(EXERCISE MATERIAL Opens)
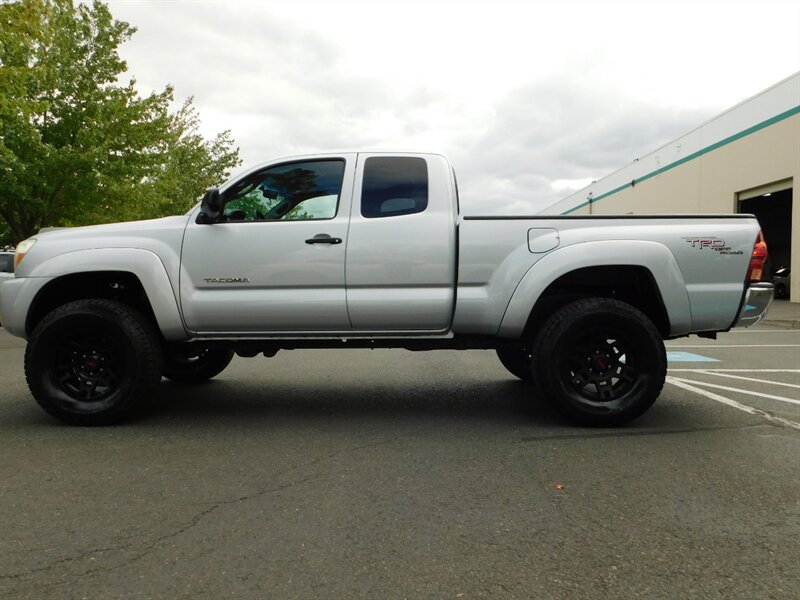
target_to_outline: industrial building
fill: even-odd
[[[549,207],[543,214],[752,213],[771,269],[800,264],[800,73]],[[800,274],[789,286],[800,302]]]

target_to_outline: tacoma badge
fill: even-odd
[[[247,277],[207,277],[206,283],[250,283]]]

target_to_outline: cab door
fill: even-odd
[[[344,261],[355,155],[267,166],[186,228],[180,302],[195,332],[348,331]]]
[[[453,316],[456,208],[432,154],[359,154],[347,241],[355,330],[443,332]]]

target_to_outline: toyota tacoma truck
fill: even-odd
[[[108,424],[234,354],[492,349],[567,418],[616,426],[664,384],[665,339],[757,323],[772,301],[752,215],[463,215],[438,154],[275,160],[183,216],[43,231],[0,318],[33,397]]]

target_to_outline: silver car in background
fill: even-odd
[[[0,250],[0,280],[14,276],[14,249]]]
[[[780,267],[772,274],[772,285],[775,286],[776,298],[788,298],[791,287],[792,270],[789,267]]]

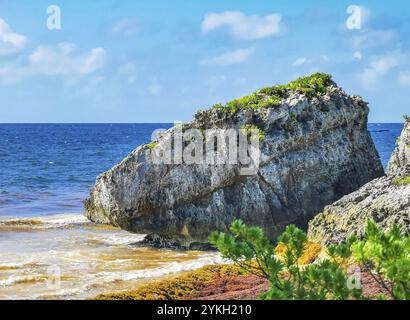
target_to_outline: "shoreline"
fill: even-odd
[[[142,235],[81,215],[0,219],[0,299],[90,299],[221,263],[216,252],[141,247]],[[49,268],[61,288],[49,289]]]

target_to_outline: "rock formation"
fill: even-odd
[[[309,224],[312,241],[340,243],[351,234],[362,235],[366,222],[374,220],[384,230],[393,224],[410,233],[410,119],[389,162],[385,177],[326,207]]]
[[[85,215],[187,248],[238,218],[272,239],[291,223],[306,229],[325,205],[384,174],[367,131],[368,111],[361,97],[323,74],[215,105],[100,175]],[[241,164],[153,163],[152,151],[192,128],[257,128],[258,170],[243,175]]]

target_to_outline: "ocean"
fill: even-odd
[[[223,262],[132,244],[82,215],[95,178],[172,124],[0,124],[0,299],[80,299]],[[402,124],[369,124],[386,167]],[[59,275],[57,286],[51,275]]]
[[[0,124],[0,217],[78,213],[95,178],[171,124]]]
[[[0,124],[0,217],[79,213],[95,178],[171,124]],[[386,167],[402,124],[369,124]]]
(EXERCISE MATERIAL Closes)
(EXERCISE MATERIAL Opens)
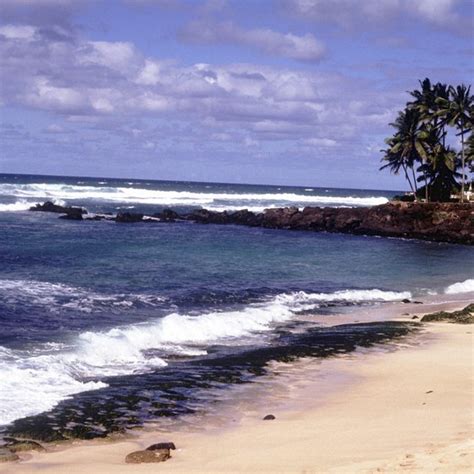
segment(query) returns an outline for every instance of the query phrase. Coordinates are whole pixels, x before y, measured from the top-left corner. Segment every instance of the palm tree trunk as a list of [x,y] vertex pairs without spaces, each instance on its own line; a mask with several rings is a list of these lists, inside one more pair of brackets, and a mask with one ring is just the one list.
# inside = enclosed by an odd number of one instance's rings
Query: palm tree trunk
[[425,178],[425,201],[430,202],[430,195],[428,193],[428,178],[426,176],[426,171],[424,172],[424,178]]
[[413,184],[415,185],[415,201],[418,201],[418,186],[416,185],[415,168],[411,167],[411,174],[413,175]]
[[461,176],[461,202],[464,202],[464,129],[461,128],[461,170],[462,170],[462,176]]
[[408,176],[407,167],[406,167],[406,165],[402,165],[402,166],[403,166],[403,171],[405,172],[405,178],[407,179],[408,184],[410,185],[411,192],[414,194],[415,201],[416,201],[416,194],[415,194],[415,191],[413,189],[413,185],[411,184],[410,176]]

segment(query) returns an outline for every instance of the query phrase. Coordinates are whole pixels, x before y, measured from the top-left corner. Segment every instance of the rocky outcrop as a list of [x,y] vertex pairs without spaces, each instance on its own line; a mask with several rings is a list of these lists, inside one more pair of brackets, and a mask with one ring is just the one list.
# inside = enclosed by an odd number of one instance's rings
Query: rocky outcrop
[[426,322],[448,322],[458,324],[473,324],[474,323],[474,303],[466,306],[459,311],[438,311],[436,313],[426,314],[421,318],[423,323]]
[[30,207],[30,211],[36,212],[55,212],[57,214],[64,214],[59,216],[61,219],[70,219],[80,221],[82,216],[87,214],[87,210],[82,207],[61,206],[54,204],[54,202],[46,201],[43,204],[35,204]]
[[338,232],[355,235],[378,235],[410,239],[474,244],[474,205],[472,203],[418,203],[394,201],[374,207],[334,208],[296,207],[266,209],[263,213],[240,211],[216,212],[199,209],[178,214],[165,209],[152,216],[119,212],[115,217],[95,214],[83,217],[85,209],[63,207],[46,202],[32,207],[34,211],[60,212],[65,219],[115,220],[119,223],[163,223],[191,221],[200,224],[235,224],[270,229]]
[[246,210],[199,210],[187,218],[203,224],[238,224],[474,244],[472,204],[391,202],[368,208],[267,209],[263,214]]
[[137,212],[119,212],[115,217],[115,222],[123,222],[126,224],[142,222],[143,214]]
(EXERCISE MATERIAL Closes)
Match on "tacoma" and copy out every line of the entries that contains it.

target_to_outline: tacoma badge
target_to_outline: toyota tacoma truck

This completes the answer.